• CHECK YOUR UNDERSTANDING
#1 Write out the part of the Birthday Party press bio that opens with the words containing "In the guise" and closes with "4AD buffered disappointments.", keeping every word and mark unchanged.
#2 Carry the 1983 press bio of the Birthday Party forward from its last sentence, matching its tone and style.

• DOCUMENT EXTRACT
*** Block opens ***
4AD Press Bio - 1983


NICK CAVE, MICK HARVEY, ROWLAND 'S' HOWARD, TRACY PEW - THE BIRTHDAY PARTY?
THE BAD MEN OF TOMBSTONE STRIKE AGAIN (AND AGAIN)

In the guise of mild mannered "The Boys Next Door", they began in earnest (a Melbourne suburb) in 1977, building a rabid following of religious fervor as a result of their onstage explosive energy nay, genius. However, the constant stream of brick wall scenarios and ongoing cloth ear situations led them to depart for their land of hopeful glory, England, in 1980. A fire at Bombay airport during a stopover on the way prompted a name change: to the Birthday Party natch.

Living in England only served to intensify the bitterness of their warped vision. Initially their brilliance fell on deaf ears, despite their devastating disc releases, though support from Peel and 4AD buffered disappointments.

In late '80, a whirlwind tour of Australia, where they were now bigger than Zep, boosted both coffers and morale. While there, they recorded the seminal "Prayers On Fire", which broke both hearts and necks while exposing the band's deeper darker danker dementia.
*** Block closes ***
• DATASET CONTENT
*** Block opens ***
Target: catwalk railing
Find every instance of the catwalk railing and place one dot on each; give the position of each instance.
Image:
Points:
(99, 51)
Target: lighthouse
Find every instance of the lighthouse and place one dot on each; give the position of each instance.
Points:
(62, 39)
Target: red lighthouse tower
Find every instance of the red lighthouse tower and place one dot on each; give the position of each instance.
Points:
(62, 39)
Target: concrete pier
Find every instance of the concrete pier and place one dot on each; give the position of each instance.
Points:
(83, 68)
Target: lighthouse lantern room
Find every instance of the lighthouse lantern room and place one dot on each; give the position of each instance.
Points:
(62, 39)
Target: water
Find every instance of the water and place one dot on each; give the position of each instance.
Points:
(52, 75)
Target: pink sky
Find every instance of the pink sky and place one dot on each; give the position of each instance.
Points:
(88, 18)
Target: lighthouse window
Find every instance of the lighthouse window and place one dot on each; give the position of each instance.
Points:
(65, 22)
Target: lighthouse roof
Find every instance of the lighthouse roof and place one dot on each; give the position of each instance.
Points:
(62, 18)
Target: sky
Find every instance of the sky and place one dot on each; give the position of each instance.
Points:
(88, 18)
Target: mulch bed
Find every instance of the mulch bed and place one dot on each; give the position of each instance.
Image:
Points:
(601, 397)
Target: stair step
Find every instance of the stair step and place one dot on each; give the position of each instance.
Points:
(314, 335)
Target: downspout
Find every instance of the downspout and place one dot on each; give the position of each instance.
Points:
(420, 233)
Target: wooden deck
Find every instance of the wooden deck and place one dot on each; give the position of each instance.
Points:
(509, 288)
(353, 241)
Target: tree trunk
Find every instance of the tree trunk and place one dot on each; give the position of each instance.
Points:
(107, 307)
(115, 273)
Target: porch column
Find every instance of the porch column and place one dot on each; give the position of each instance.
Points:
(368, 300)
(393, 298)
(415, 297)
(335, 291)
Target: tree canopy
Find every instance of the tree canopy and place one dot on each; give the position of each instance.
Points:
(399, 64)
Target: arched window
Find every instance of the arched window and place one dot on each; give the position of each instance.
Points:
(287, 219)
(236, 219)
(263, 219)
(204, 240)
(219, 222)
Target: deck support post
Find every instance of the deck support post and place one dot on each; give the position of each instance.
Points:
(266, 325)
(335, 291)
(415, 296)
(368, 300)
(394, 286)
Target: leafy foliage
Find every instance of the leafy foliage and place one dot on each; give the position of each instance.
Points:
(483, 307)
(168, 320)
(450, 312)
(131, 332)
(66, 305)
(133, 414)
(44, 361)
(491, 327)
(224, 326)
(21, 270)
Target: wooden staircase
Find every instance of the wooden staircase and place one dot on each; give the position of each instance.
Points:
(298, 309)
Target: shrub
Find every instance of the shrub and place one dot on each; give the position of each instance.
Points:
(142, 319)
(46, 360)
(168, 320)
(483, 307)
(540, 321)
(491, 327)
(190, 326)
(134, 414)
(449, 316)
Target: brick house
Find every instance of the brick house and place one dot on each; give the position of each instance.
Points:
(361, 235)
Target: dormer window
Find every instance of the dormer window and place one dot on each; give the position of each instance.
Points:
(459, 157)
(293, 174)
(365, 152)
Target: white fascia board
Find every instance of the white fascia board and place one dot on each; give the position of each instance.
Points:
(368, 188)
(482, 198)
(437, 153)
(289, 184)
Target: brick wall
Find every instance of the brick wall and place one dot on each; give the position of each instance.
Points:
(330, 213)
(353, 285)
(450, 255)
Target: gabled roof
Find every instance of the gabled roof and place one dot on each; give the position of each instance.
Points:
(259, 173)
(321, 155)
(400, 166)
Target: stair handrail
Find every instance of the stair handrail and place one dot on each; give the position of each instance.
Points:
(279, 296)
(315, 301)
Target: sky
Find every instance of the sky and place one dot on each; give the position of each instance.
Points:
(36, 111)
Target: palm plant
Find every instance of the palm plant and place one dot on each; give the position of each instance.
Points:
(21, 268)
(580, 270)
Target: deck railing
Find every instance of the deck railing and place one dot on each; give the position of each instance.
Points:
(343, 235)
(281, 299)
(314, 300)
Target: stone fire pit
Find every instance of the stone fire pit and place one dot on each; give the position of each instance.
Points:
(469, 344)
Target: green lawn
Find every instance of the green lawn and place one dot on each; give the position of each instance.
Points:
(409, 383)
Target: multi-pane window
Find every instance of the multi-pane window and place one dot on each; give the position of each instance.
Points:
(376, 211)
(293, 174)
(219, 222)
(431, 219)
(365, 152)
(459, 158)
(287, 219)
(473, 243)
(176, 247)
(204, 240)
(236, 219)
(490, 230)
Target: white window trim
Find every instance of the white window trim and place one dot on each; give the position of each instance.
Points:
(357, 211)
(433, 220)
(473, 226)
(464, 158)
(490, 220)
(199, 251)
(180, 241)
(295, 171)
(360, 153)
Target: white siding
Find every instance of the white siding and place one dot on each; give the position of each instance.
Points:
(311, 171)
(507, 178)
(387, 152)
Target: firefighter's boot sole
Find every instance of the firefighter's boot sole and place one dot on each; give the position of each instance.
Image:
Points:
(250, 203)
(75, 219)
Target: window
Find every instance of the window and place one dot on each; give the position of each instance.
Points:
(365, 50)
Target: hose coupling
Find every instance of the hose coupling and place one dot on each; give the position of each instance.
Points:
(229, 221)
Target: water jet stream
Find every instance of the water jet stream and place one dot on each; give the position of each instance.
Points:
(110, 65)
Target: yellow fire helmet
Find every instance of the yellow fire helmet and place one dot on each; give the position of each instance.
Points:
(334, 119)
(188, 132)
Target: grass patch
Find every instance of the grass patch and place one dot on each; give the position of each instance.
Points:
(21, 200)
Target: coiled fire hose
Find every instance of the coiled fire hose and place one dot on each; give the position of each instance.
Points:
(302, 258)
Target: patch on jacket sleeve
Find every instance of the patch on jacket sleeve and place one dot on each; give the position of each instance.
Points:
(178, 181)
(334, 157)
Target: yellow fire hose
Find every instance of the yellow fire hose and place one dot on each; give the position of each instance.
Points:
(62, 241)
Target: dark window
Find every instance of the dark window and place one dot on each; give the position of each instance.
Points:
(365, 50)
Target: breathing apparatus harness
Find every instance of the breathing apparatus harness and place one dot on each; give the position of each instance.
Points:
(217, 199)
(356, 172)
*** Block closes ***
• YOUR WRITTEN ANSWERS
#1
In the guise of mild mannered "The Boys Next Door", they began in earnest (a Melbourne suburb) in 1977, building a rabid following of religious fervor as a result of their onstage explosive energy nay, genius. However, the constant stream of brick wall scenarios and ongoing cloth ear situations led them to depart for their land of hopeful glory, England, in 1980. A fire at Bombay airport during a stopover on the way prompted a name change: to the Birthday Party natch.

Living in England only served to intensify the bitterness of their warped vision. Initially their brilliance fell on deaf ears, despite their devastating disc releases, though support from Peel and 4AD buffered disappointments.

#2
On their return, The Birthday Party hit London like a suppository in the anus of apathy and proceeded to give the country an Alka Seltzer enema. Their audience swelled and live performances became ferocious rituals of frenzy and confrontation as the possessed Cave drove his six inch gold blade deeper. Ritual suicides are not uncommon in their audience.

Soon, inspired by the squalor of London's Maida Vale, Harvey and Cave penned the band's antithema anti-theme, 'Release the Bats', which seemed to break a dam which had hithero kept the demons of Cave' psyche at bay. His passion grew as wild as his haircut.

1981 also saw the release of the live mini LP 'Drunk on the Pope's Blood', which they shared with soul sister Lydia Lunch. The LP, released to combat bootleggers, teeters on the edge of hysteria, capturing the band as a sleek yet grotesque carnivore. It's fangs drip with the blood of a thousand traditions which have been rent and reconstructed slightly askew.

There followed a return to Australia for a revoltingly successful and adultaory tourette, where they spewed forth 'Junkyard', forty minutes of aural obscenity, gyration, vibration and revelation.

'Junkyard' stands as an indispensible hysterical cackle of ritual celebration; brimming with strength, definition, discord and even music, it is the product of warped pre-apocalypse minds.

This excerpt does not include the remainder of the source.